• Given exercise: Repeat every record below exactly, omitting any pictures.

• Extracted information:
-- Begin --

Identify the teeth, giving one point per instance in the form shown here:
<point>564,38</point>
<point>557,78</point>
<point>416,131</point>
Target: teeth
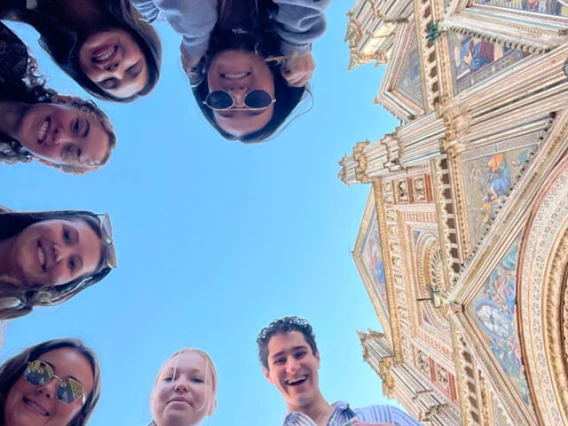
<point>236,76</point>
<point>37,407</point>
<point>298,380</point>
<point>43,130</point>
<point>105,55</point>
<point>41,256</point>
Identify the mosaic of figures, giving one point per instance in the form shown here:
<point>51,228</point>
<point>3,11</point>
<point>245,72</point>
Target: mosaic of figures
<point>372,257</point>
<point>475,60</point>
<point>410,81</point>
<point>494,312</point>
<point>545,7</point>
<point>489,172</point>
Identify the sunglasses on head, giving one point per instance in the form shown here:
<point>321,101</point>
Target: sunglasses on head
<point>220,100</point>
<point>106,233</point>
<point>68,390</point>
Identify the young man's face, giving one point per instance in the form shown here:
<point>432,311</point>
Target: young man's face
<point>293,369</point>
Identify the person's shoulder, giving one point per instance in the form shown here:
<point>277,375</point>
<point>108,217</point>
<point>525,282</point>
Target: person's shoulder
<point>382,413</point>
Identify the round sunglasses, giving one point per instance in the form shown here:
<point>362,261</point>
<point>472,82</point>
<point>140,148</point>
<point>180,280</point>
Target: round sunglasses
<point>68,390</point>
<point>220,100</point>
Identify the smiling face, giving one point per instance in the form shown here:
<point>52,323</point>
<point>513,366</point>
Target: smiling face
<point>62,134</point>
<point>55,252</point>
<point>29,405</point>
<point>238,73</point>
<point>293,369</point>
<point>183,394</point>
<point>114,61</point>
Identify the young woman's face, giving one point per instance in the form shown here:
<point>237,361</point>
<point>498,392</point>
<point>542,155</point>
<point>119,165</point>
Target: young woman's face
<point>62,134</point>
<point>55,252</point>
<point>239,72</point>
<point>113,61</point>
<point>29,405</point>
<point>183,393</point>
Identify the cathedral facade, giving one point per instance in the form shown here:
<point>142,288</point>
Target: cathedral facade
<point>463,245</point>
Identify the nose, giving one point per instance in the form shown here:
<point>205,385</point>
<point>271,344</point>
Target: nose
<point>60,136</point>
<point>181,386</point>
<point>238,93</point>
<point>292,365</point>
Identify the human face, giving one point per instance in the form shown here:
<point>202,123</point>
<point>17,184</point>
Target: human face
<point>183,393</point>
<point>61,134</point>
<point>239,72</point>
<point>113,61</point>
<point>29,405</point>
<point>55,252</point>
<point>293,369</point>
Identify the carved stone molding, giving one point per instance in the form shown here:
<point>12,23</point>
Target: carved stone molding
<point>543,314</point>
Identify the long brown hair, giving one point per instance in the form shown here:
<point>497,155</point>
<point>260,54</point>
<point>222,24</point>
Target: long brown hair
<point>12,370</point>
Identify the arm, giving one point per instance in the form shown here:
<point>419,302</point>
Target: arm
<point>300,22</point>
<point>194,20</point>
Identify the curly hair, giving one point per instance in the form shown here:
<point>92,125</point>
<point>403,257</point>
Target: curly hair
<point>263,41</point>
<point>20,299</point>
<point>32,90</point>
<point>62,42</point>
<point>283,326</point>
<point>13,369</point>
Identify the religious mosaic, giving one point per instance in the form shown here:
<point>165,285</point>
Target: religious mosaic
<point>494,311</point>
<point>475,60</point>
<point>489,172</point>
<point>409,83</point>
<point>372,257</point>
<point>544,7</point>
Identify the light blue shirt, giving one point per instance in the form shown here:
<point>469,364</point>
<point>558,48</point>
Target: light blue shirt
<point>343,414</point>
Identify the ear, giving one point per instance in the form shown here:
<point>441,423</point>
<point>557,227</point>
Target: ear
<point>212,407</point>
<point>61,99</point>
<point>267,375</point>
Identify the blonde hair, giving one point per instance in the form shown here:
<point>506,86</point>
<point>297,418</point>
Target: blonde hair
<point>210,367</point>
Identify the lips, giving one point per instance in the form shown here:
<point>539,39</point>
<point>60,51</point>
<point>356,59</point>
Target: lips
<point>297,381</point>
<point>44,131</point>
<point>105,54</point>
<point>35,407</point>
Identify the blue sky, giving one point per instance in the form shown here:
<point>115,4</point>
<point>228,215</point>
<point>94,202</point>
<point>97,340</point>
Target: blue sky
<point>215,239</point>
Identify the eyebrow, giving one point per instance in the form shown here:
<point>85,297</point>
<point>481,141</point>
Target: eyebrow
<point>295,348</point>
<point>87,129</point>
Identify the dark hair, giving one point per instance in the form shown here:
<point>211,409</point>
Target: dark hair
<point>282,326</point>
<point>31,90</point>
<point>13,369</point>
<point>19,300</point>
<point>62,43</point>
<point>264,41</point>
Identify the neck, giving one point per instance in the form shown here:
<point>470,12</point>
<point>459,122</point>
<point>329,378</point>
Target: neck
<point>7,267</point>
<point>82,16</point>
<point>11,114</point>
<point>319,410</point>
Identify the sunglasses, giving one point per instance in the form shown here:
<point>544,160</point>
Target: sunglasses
<point>220,100</point>
<point>110,249</point>
<point>68,390</point>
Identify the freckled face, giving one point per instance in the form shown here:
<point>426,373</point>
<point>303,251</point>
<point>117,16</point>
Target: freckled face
<point>62,134</point>
<point>55,252</point>
<point>114,61</point>
<point>183,394</point>
<point>238,73</point>
<point>29,405</point>
<point>293,368</point>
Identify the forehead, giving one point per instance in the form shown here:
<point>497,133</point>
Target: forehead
<point>282,342</point>
<point>186,361</point>
<point>68,362</point>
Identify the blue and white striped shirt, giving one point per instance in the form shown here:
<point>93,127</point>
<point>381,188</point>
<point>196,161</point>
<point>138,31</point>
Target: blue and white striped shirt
<point>343,413</point>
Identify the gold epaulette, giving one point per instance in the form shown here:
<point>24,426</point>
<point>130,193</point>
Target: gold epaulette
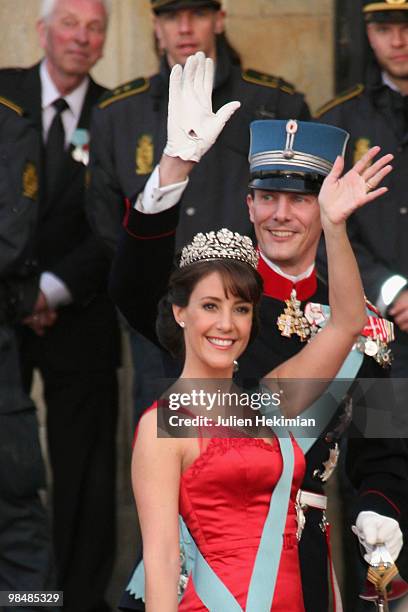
<point>124,91</point>
<point>260,78</point>
<point>354,91</point>
<point>17,109</point>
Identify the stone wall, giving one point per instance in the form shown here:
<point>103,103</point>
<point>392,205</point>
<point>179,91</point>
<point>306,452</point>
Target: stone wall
<point>289,38</point>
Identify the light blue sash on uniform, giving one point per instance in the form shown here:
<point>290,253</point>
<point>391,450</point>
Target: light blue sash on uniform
<point>208,586</point>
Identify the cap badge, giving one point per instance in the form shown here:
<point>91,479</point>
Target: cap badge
<point>144,155</point>
<point>291,129</point>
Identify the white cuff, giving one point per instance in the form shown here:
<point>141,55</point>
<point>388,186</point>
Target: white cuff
<point>389,291</point>
<point>155,199</point>
<point>55,291</point>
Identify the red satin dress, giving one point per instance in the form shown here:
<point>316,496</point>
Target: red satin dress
<point>224,501</point>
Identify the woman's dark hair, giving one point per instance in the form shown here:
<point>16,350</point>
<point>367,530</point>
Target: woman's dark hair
<point>239,279</point>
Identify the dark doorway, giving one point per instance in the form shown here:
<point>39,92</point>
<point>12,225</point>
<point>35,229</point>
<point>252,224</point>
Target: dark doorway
<point>350,43</point>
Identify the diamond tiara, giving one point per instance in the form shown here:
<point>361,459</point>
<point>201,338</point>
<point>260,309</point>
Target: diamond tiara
<point>222,244</point>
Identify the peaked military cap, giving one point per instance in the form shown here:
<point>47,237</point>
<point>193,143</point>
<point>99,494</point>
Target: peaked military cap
<point>293,155</point>
<point>161,6</point>
<point>392,11</point>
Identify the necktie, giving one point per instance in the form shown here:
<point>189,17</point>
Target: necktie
<point>54,148</point>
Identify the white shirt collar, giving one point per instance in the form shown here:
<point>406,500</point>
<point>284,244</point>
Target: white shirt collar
<point>50,93</point>
<point>293,279</point>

-- End --

• Written answer:
Identify the teeth, giving one point per instance in the form shown here:
<point>564,38</point>
<point>557,78</point>
<point>416,131</point>
Target: teeth
<point>236,76</point>
<point>37,407</point>
<point>298,380</point>
<point>43,130</point>
<point>105,55</point>
<point>41,256</point>
Identify the mosaic of figures, giving one point per instance in the form shown here:
<point>51,228</point>
<point>3,11</point>
<point>245,72</point>
Target: mosaic of figures
<point>372,257</point>
<point>475,60</point>
<point>410,81</point>
<point>494,312</point>
<point>545,7</point>
<point>489,172</point>
Identify the sunglasses on head, giving one point per instance in the form shown here:
<point>321,101</point>
Target: sunglasses on head
<point>220,100</point>
<point>106,233</point>
<point>68,390</point>
Identify the young man's face, giving one point per instance in the form shown here:
<point>432,311</point>
Target: young man's face
<point>293,369</point>
Identify the person's shoulder, giving one point per instance in the form shown here:
<point>277,375</point>
<point>108,217</point>
<point>525,282</point>
Target: person's shoulder
<point>382,413</point>
Identify the round sunglasses, giving one point per instance in the form shown here:
<point>362,261</point>
<point>472,82</point>
<point>140,148</point>
<point>180,280</point>
Target: round sunglasses
<point>68,390</point>
<point>220,100</point>
Identify the smiling face, giving one point per instance in the form shown here:
<point>52,323</point>
<point>513,366</point>
Target: smiling face
<point>62,134</point>
<point>55,252</point>
<point>29,405</point>
<point>238,73</point>
<point>293,369</point>
<point>183,394</point>
<point>114,61</point>
Identify the young woman's face, giving one point per instance in the form shown here:
<point>237,361</point>
<point>498,392</point>
<point>542,155</point>
<point>119,165</point>
Target: young woman's face
<point>62,134</point>
<point>55,252</point>
<point>239,72</point>
<point>113,61</point>
<point>29,405</point>
<point>183,393</point>
Identify the cathedral facade, giving one point per instance in the form shown here:
<point>142,288</point>
Target: cathedral facade
<point>463,245</point>
Identify the nose, giving one point per instance in the form shown here:
<point>205,385</point>
<point>271,344</point>
Target: nose
<point>60,136</point>
<point>181,386</point>
<point>238,93</point>
<point>292,365</point>
Identify the human face, giving one point per instance in the form shown here:
<point>202,123</point>
<point>17,184</point>
Target: human face
<point>183,393</point>
<point>61,134</point>
<point>239,72</point>
<point>113,61</point>
<point>29,405</point>
<point>55,252</point>
<point>293,369</point>
Identify the carved stone molding, giving one point per instance in the form shown here:
<point>12,23</point>
Target: carved stone molding
<point>543,314</point>
Identify the long brown hair, giving one point per instance in the form shown here:
<point>497,155</point>
<point>260,54</point>
<point>222,24</point>
Target: long brown hair
<point>12,370</point>
Identify the arm, giving one point per instance in the form shown here:
<point>419,302</point>
Target: arm
<point>300,22</point>
<point>194,20</point>
Identify the curly hair, giving one point per instance in the form shown here:
<point>92,125</point>
<point>403,257</point>
Target: curly hair
<point>263,41</point>
<point>20,299</point>
<point>32,90</point>
<point>62,42</point>
<point>283,326</point>
<point>13,369</point>
Identify the religious mosaic, giving one point per instance in the form shown here:
<point>165,285</point>
Target: religious mosaic
<point>494,311</point>
<point>475,60</point>
<point>489,172</point>
<point>409,83</point>
<point>372,257</point>
<point>544,7</point>
Identify the light blue shirt, giving one point per instance in the form shown here:
<point>469,364</point>
<point>558,48</point>
Target: light blue shirt
<point>343,414</point>
Identify the ear, giving one point per instance in the form shown here:
<point>441,423</point>
<point>557,227</point>
Target: ear
<point>212,407</point>
<point>61,99</point>
<point>267,375</point>
Identify the blonde hair, giving one point per instance in the form shown here:
<point>506,86</point>
<point>297,418</point>
Target: blonde hair
<point>210,367</point>
Identify the lips, giving one point per instance in the form shown here:
<point>539,39</point>
<point>60,51</point>
<point>356,59</point>
Target: lips
<point>297,381</point>
<point>44,131</point>
<point>105,54</point>
<point>35,407</point>
Identify the blue sky, giving one point per instance in the form shown here:
<point>115,4</point>
<point>228,215</point>
<point>94,202</point>
<point>97,340</point>
Target: blue sky
<point>215,239</point>
Identify the eyebrow, giving one point per instance in the form shown here:
<point>85,297</point>
<point>481,141</point>
Target: eyebrow
<point>295,348</point>
<point>87,129</point>
Identify the dark hair, giving one point per instance in the form shown here:
<point>211,409</point>
Target: dark hair
<point>282,326</point>
<point>31,90</point>
<point>13,369</point>
<point>19,300</point>
<point>62,43</point>
<point>264,41</point>
Identify the neck, giving one point per instance in the form shown here:
<point>470,12</point>
<point>459,122</point>
<point>329,378</point>
Target: neck
<point>7,267</point>
<point>82,16</point>
<point>11,114</point>
<point>319,410</point>
Identify the sunglasses, giving one point per instance in the form shown here:
<point>544,160</point>
Target: sunglasses
<point>220,100</point>
<point>110,249</point>
<point>68,390</point>
Identify the freckled face, giving one point per instance in the form shown here:
<point>426,373</point>
<point>303,251</point>
<point>117,16</point>
Target: freckled face
<point>62,134</point>
<point>55,252</point>
<point>114,61</point>
<point>183,394</point>
<point>238,73</point>
<point>29,405</point>
<point>293,368</point>
Identify the forehead, giving one point per instance in the form shown here:
<point>497,133</point>
Target: forehead
<point>282,342</point>
<point>186,361</point>
<point>68,362</point>
Identify the blue and white striped shirt, giving one point per instance in the form shown here:
<point>93,127</point>
<point>381,188</point>
<point>196,161</point>
<point>138,31</point>
Target: blue and white striped shirt
<point>343,413</point>
Identify the gold epaulette, giving one point per instance in the form shown here:
<point>24,426</point>
<point>130,193</point>
Target: gold epaulette
<point>124,91</point>
<point>260,78</point>
<point>354,91</point>
<point>17,109</point>
Identify the stone wall, giving one point per instance in the form shown here:
<point>103,103</point>
<point>392,205</point>
<point>179,91</point>
<point>306,452</point>
Target: stone wall
<point>289,38</point>
Identify the light blue sash on uniform, giving one point per instance in the form shown here:
<point>290,253</point>
<point>391,450</point>
Target: light blue sash on uniform
<point>208,586</point>
Identify the cap badge, giving one point per instance in the form shown here:
<point>91,479</point>
Target: cap badge
<point>144,155</point>
<point>291,129</point>
Identify the white cuff, giving one point per instance in the form shown here:
<point>141,55</point>
<point>388,186</point>
Target: white cuff
<point>389,291</point>
<point>155,199</point>
<point>55,291</point>
Identify the red satin dress, giving one point per instance in the form shown here:
<point>316,496</point>
Target: red satin dress
<point>224,501</point>
Identify the woman's dark hair, giving one point per instance in the form shown here:
<point>16,350</point>
<point>367,530</point>
Target: woman's dark hair
<point>239,279</point>
Identify the dark doorway, giving one point per instance in the form shown here:
<point>39,92</point>
<point>12,225</point>
<point>35,229</point>
<point>252,224</point>
Target: dark doorway
<point>350,43</point>
Identify the diamond tiara, giving one point per instance in the form shown here:
<point>361,459</point>
<point>201,338</point>
<point>260,309</point>
Target: diamond tiara
<point>222,244</point>
Identify the peaked military cap, giving one point per instance in the form shown here:
<point>47,237</point>
<point>193,143</point>
<point>99,494</point>
Target: peaked military cap
<point>293,155</point>
<point>161,6</point>
<point>392,11</point>
Identify the necktie, giving one point per instance in the form shown here:
<point>189,17</point>
Target: necktie
<point>54,148</point>
Identify the white shirt collar, giving one point per instance in the form shown here:
<point>406,500</point>
<point>284,244</point>
Target: white shirt collar
<point>50,93</point>
<point>293,279</point>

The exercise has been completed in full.